## Start Passage provided
For the longest time, I perceived humility and unimportance as one and the same; I felt being insignificant and invisible was virtuous. What were actually fears of failing or being humiliated I labelled as sacrificial modesty in a world that craved for attention. This state of mind and self-image became a second skin to me. I grew comfortable in the discomfort of being consumed by emotions and settled into my paranoia. I was drawn by the seduction of inadequacy, of belittling myself, of never feeling enough.
It was in this cavity that I met Jesus and it was here that He introduced me to who I really was- to who He had designed me to be.
Oh, how He changed my world. Within His permissive will, I experienced something that exposed me to everything I ever feared, but through it He simply showed me that I had nothing to fear because I was His.
It started with my skin breaking out in cystic acne that covered my entire face. I couldn’t bear looking at myself or being seen by anyone else. I wanted nothing more than to be invisible and unnoticed in any room I was in, but the wounds and marks on my face only made me feel more seen, more exposed and constantly stared at. Having struggled with body-image throughout my teenage years, I was dreading the depression, the well-meaning comments and questions that I knew were coming.
Every night I wept at His feet and begged Him to heal me, and every morning I rushed to the mirror in absolute belief that I had been healed, and broke down when I realised the miracle I desired hadn’t happened, and that it had only worsened.
## End Passage provided
The exercise> According to the passage above, what condition covered the writer's entire face?
## Start Recorded data
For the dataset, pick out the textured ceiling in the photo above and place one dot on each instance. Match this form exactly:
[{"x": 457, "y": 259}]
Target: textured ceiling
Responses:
## End Recorded data
Complete answer> Cystic acne.